### SET PROBLEM
Put the lines below, from the line with "Please trace the outline of every instance of the foliage" to the line with "193 111 L 172", both included, into a Markdown table with the columns Number and Line, numbering each line in order and leaving out blank lines. Include no other lines.

### MATERIAL PROVIDED
>> BEGIN
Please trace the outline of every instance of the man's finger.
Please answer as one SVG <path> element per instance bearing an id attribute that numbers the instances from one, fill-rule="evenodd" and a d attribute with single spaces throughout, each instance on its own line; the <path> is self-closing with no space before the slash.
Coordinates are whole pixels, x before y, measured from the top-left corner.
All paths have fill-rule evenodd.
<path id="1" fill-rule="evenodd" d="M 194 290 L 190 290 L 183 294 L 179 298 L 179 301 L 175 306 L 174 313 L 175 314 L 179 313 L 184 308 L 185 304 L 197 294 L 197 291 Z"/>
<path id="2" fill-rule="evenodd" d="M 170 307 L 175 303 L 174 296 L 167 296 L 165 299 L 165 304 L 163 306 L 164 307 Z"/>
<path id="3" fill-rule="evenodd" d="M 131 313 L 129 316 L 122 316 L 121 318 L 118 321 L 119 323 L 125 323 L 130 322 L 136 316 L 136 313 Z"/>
>> END
>> BEGIN
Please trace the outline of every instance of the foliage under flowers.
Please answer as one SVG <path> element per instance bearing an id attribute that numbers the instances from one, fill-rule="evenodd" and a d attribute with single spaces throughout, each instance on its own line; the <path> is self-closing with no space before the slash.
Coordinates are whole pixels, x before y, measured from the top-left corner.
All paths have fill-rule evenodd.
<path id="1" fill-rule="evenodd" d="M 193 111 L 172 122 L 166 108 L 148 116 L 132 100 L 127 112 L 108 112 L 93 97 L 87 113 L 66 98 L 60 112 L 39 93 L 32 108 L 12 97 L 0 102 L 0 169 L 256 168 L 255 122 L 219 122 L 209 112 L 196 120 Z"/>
>> END
>> BEGIN
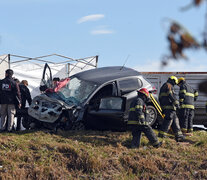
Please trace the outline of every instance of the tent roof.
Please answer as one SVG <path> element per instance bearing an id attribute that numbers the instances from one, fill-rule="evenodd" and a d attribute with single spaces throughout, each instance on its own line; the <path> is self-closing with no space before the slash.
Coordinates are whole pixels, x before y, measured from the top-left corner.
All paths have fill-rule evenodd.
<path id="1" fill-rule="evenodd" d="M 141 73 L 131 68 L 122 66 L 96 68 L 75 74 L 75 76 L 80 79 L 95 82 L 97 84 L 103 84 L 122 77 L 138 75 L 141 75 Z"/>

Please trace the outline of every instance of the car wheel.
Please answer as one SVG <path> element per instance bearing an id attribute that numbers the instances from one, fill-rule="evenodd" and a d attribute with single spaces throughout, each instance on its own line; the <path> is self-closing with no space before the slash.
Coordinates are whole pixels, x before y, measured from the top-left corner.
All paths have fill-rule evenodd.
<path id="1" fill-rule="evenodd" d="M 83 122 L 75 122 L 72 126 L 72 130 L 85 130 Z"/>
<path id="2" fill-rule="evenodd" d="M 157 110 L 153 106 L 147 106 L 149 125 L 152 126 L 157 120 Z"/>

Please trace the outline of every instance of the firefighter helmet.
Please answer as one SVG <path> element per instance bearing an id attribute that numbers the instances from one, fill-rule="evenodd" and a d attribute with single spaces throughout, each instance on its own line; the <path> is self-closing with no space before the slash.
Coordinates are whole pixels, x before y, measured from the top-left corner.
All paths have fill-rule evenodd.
>> END
### TASK OUTPUT
| Number | Line |
|---|---|
| 1 | Please trace the outline of every instance of the foliage under flowers. |
| 2 | Please answer as one SVG <path> element per instance bearing an id attribute that numbers the instances from one, fill-rule="evenodd" and a d attribute with single spaces throughout, each instance on its own line; the <path> is self-closing with no space before the slash. |
| 3 | Coordinates are whole pixels, x before y, measured from the top-left corner. |
| 4 | All paths have fill-rule evenodd. |
| 5 | <path id="1" fill-rule="evenodd" d="M 193 111 L 172 122 L 166 108 L 148 116 L 132 100 L 127 112 L 108 112 L 93 97 L 87 113 L 66 98 L 60 112 L 39 93 L 32 108 L 12 97 L 0 102 L 0 169 L 256 168 L 255 122 L 219 122 L 209 112 L 196 120 Z"/> |